そのほか2022年以前に放送・配信された作品だったため泣く泣く候補から外したドラマは以下となる。
・2034 そこにある未来
・絶叫パンクス レディパーツ!
・デイブ シーズン1
・デクスター ニューブラッド
・サクセッション シーズン3

特に「2034 そこにある未来」は脳天をぶち抜かれたような衝撃と面白さだった。折を見て感想は改めて書きたい。
「サクセッション」も毎度ながら本当に素晴らしく、最後の展開は鳥肌モノ…
面白いドラマについて語りはじめたらきりがない…

男性の恐怖と固定概念をぶち壊す「MEN 同じ顔の男たち」

夫の死を目撃した主人公のハーパーは、傷を癒すためイギリスの田舎町での生活を始める。しかし、そこで出会う管理人、神父、警察官、少年、浮浪者、すべての男たちが自らの男性性を武器にして、あらゆる形で彼女を恐怖に陥れる・・・しかもその男性たちはすべて同じ顔だった・・・というのが本作「MEN 同じ顔の男たち」のあらすじである。

§ **挑戦課題 A**
本文について、次の問いに答えてください。
(i) 2022年以前の作品だったため候補から外したドラマとして、最初に挙げられているのは何か。
(ii) 「MEN 同じ顔の男たち」の主人公の名前は何か。
(iii) その主人公が傷を癒すために生活を始める場所はどこか。

§ **ラベル付き輪郭の項目**
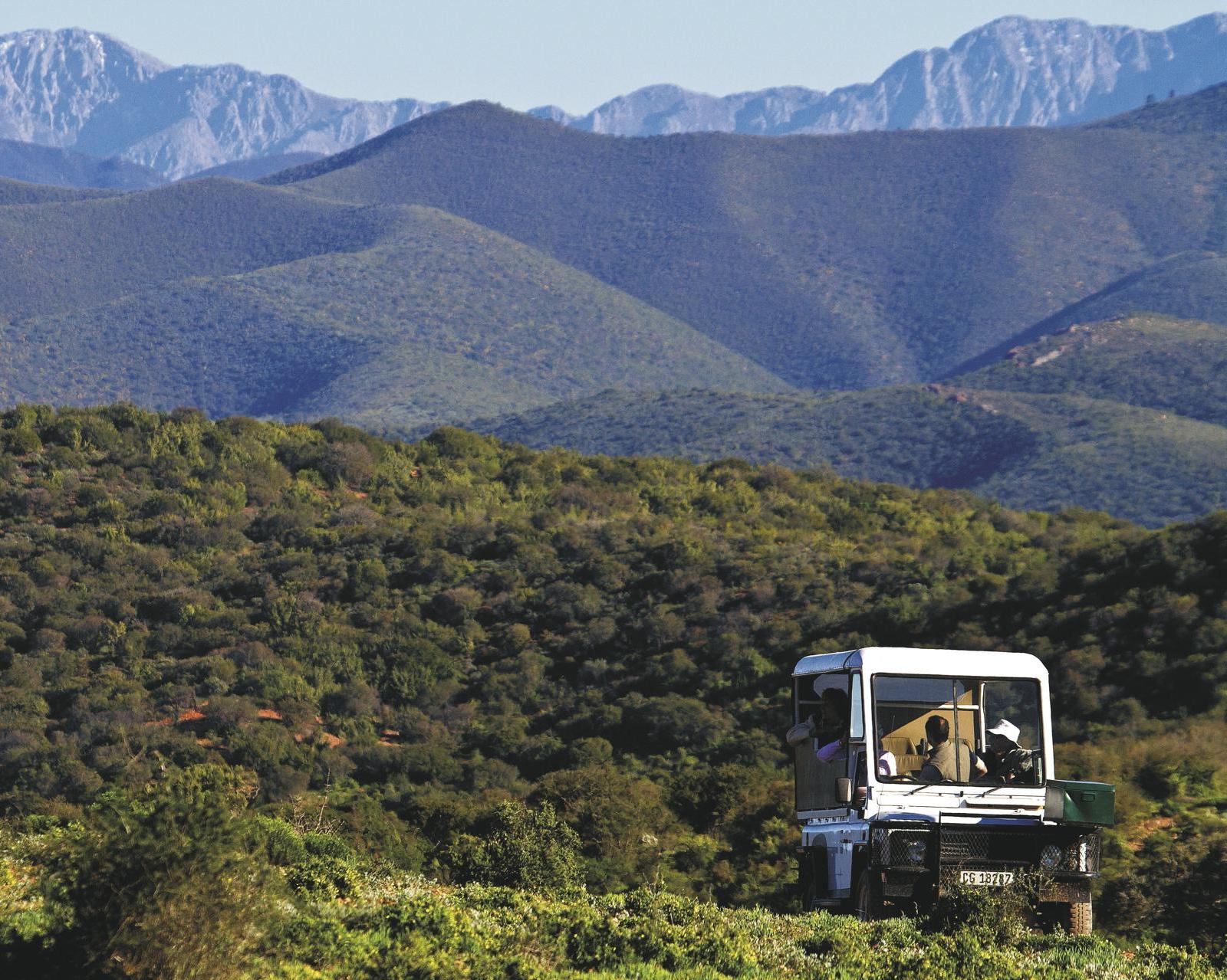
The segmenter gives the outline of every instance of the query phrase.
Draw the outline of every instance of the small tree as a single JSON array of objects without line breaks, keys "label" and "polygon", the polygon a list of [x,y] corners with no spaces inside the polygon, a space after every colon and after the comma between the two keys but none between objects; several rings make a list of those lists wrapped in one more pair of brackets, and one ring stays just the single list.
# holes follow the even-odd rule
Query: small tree
[{"label": "small tree", "polygon": [[525,892],[571,895],[583,890],[579,835],[553,807],[499,803],[485,838],[464,836],[452,849],[456,877]]},{"label": "small tree", "polygon": [[140,796],[104,796],[49,886],[72,910],[56,943],[65,967],[158,980],[240,974],[263,904],[245,806],[238,774],[216,765]]}]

§ **挑戦課題 B**
記録のうち、「label」という文字列を含む行をすべて選び出し、一行ずつ写せ。

§ **解答 A**
(i) 「2034 そこにある未来」
(ii) ハーパー
(iii) イギリスの田舎町

§ **解答 B**
Draw the outline of every instance of the small tree as a single JSON array of objects without line breaks, keys "label" and "polygon", the polygon a list of [x,y] corners with no spaces inside the polygon, a space after every colon and after the comma between the two keys but none between objects; several rings make a list of those lists wrapped in one more pair of brackets, and one ring stays just the single list.
[{"label": "small tree", "polygon": [[525,892],[571,895],[583,890],[579,835],[553,807],[499,803],[485,838],[464,836],[452,849],[456,877]]},{"label": "small tree", "polygon": [[140,796],[104,796],[49,886],[72,910],[56,943],[65,967],[158,980],[240,974],[263,904],[245,806],[238,774],[216,765]]}]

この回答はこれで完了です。